▶ **Exercise**: Rewrite the lines of the material below as a JSON list of strings, one string per line with blank lines omitted, covering only the lines between the line holding "Accessibility mode: describe the location of the weathered" and the line holding "[201,402,988,761]", inclusive.
— begin Input records —
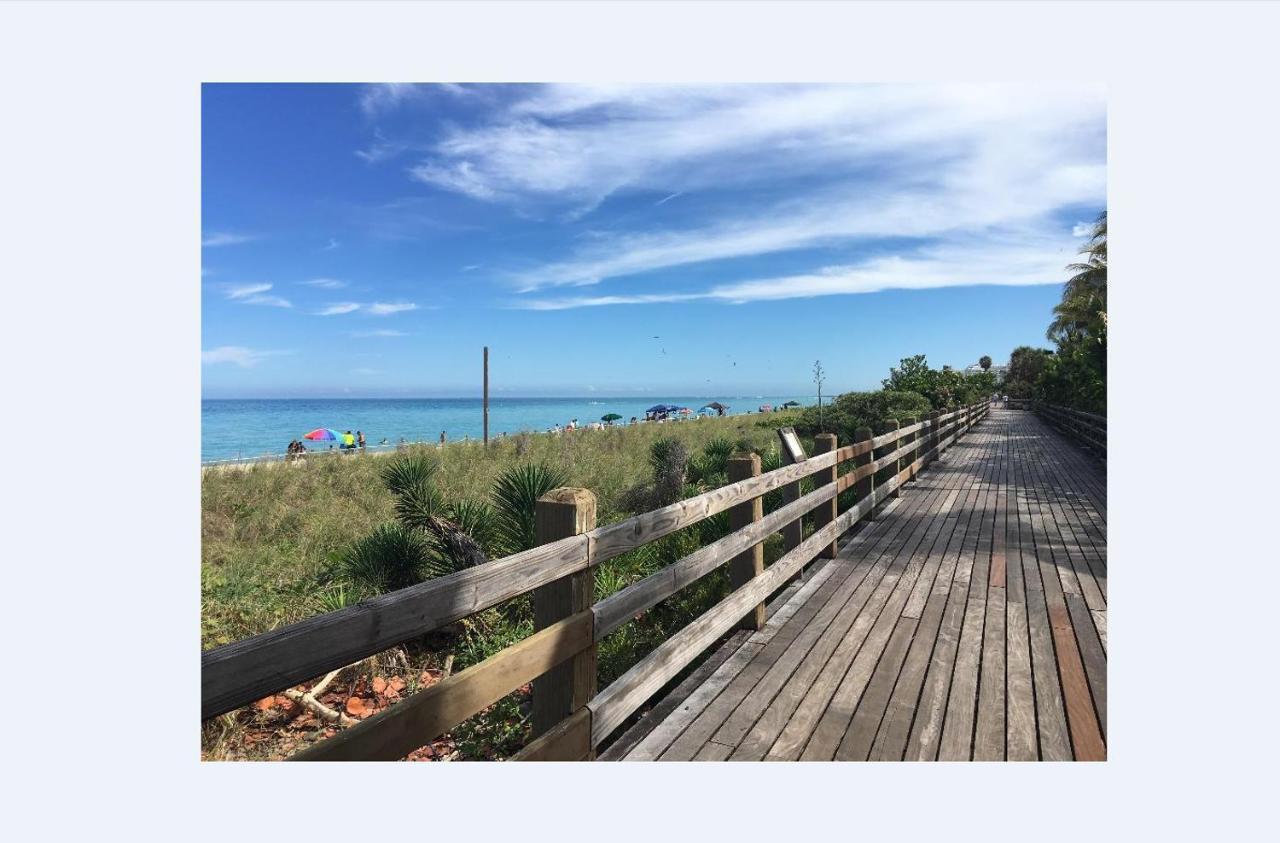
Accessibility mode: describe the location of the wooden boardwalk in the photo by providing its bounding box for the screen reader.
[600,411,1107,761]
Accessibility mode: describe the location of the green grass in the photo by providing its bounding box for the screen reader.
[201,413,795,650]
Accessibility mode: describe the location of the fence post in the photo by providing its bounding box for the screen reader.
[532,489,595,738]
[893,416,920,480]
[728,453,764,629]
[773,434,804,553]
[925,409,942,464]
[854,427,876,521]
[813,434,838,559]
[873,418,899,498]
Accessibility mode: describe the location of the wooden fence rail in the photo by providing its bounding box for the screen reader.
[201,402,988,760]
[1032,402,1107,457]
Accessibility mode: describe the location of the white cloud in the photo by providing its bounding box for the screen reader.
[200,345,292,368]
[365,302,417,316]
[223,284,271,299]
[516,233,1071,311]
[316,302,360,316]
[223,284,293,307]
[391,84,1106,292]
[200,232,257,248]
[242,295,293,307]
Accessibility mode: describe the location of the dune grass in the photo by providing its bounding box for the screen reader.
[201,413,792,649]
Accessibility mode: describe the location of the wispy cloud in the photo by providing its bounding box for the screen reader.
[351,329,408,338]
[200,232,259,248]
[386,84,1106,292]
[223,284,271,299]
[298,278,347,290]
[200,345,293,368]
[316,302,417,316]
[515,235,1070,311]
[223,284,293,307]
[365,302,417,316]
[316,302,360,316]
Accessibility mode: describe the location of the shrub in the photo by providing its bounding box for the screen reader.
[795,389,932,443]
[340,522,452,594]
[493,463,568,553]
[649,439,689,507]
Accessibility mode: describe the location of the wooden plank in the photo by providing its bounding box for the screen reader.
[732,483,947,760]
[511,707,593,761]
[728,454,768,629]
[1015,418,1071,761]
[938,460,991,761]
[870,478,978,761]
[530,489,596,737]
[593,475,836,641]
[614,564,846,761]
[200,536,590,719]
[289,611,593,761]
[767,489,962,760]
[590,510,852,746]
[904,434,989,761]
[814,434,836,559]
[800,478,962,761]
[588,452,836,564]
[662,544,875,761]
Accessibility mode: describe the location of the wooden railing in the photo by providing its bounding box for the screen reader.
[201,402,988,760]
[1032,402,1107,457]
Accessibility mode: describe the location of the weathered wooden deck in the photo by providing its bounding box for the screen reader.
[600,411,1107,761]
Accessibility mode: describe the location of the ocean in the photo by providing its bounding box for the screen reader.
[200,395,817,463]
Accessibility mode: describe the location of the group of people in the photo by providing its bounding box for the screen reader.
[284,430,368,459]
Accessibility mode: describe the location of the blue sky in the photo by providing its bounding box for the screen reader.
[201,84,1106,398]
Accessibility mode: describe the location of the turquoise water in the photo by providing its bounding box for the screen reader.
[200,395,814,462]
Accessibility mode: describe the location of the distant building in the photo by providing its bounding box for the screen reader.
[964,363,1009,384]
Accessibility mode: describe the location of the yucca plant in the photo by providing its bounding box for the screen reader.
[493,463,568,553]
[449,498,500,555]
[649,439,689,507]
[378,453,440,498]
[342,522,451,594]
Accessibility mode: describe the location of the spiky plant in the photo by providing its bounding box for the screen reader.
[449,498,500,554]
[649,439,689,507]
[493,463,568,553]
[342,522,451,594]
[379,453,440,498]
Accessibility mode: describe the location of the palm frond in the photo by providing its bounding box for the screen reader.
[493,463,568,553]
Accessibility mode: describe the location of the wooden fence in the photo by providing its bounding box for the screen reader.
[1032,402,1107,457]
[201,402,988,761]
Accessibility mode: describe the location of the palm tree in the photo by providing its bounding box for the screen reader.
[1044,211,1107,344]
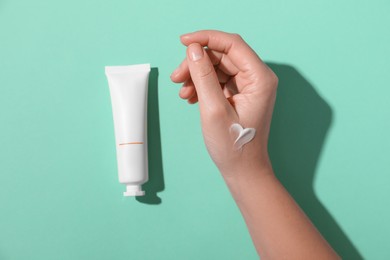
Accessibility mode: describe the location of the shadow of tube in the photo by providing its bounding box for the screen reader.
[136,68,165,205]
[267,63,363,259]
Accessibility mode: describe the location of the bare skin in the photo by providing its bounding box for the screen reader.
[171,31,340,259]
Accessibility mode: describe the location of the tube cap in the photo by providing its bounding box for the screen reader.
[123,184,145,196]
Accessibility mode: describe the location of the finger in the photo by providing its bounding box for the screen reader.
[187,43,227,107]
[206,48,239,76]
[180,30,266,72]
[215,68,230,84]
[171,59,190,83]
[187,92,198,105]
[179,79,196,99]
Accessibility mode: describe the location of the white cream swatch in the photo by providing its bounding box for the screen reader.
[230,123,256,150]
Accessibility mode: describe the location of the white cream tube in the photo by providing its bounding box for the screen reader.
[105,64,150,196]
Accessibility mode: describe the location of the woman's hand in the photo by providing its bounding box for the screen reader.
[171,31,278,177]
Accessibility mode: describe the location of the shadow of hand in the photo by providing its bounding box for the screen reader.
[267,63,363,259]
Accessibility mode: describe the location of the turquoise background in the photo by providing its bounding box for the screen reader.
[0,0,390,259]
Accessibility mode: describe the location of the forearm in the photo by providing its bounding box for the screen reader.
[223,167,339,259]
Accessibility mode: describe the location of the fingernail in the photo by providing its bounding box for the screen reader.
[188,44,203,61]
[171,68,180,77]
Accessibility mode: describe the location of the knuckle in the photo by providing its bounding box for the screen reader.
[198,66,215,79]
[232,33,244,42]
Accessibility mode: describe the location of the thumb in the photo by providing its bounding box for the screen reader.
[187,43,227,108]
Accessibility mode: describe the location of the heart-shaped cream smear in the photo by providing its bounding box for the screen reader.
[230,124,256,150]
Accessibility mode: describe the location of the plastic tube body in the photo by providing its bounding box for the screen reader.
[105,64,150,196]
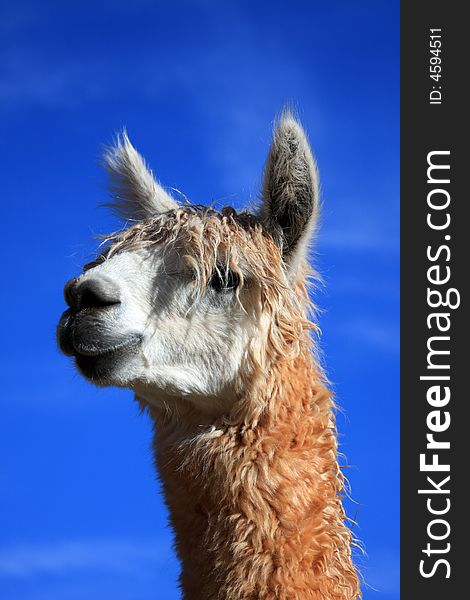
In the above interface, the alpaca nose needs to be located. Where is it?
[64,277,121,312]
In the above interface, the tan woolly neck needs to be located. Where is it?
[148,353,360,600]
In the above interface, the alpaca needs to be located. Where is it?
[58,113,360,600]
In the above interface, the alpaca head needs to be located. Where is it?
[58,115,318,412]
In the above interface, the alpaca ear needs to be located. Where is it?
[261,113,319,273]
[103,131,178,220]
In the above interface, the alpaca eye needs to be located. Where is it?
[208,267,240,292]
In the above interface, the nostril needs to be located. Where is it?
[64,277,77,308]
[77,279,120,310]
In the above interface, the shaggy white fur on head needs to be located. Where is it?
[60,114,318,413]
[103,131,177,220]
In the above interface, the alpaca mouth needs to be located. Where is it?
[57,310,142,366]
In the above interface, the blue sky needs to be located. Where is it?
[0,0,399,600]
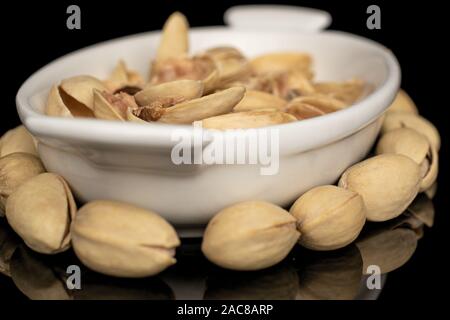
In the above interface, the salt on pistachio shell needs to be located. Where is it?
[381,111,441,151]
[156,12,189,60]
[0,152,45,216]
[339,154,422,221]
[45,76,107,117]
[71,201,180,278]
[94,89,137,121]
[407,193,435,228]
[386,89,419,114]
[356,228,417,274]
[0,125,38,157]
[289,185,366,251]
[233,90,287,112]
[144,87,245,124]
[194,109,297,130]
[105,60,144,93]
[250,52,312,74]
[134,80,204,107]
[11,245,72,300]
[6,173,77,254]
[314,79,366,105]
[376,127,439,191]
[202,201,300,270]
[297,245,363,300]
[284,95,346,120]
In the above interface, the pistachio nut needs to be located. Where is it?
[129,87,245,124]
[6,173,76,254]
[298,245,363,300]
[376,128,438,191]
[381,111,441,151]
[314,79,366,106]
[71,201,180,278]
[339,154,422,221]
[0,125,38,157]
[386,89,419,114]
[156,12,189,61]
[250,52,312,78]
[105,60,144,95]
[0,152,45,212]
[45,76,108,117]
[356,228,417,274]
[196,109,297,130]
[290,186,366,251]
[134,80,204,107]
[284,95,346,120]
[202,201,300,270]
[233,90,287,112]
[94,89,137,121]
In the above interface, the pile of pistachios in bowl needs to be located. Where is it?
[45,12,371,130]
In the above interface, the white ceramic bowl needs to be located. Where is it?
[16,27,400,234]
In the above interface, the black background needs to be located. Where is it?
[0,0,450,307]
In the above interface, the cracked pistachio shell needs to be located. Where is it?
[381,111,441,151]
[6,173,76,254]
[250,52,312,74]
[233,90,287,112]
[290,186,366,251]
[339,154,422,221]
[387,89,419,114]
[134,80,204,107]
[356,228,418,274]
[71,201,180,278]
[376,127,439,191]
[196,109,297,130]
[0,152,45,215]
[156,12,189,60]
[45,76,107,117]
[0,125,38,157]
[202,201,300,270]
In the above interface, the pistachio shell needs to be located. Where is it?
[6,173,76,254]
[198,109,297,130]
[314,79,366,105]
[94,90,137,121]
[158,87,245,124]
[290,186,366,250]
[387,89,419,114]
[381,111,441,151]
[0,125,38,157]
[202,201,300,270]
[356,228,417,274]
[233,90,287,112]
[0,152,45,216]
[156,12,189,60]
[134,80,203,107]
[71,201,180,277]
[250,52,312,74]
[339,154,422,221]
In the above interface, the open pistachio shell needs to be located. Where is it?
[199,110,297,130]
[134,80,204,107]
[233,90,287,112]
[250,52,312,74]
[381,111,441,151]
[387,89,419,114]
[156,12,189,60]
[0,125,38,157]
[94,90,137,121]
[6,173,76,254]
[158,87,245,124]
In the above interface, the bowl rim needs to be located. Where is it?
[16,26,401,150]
— end Input records —
▶ **Exercise result**:
[
  "Accessibility mode: describe the location of the weathered wooden deck in the photo by providing its bounding box for the screen reader.",
  "[600,411,1107,761]",
  "Accessibility mode: describe the location of the ocean in the photo by providing its bounding box for the screen reader.",
  "[200,395,817,463]",
  "Accessibility mode: describe the location of the group of people in the photo by providing its bounding box for the screen reader.",
  "[284,430,368,459]",
  "Accessibility mode: describe the location of the blue sky in the photo by providing its bounding box for the screen reader.",
  "[201,84,1106,398]",
  "Accessibility mode: describe the location of the turquoise water in the photo by providing its bounding box for the screen reader.",
  "[200,395,814,462]",
  "Accessibility mode: describe the location of the distant building in the photo by providing its bounding box for the screen reader.",
  "[964,363,1009,384]",
  "Accessibility mode: describe the location of the yucca plant in the photo by providing its bounding box for the screen reader.",
  "[493,463,568,553]",
  "[449,498,500,555]",
  "[649,439,689,507]",
  "[378,453,440,498]",
  "[342,522,451,594]",
  "Accessibility mode: describe the location of the spiky plant in the photo by providing its bounding box for the screen reader.",
  "[449,498,500,554]",
  "[649,439,689,507]",
  "[493,463,568,553]",
  "[342,522,451,594]",
  "[379,453,440,498]",
  "Accessibility mode: describe the location of the palm frond in the photo by providing its bounding box for the screen reader.",
  "[493,463,568,553]",
  "Accessibility mode: describe the location of the wooden fence in the photo by providing its bounding box for the screen reader.",
  "[1032,402,1107,457]",
  "[201,402,988,761]"
]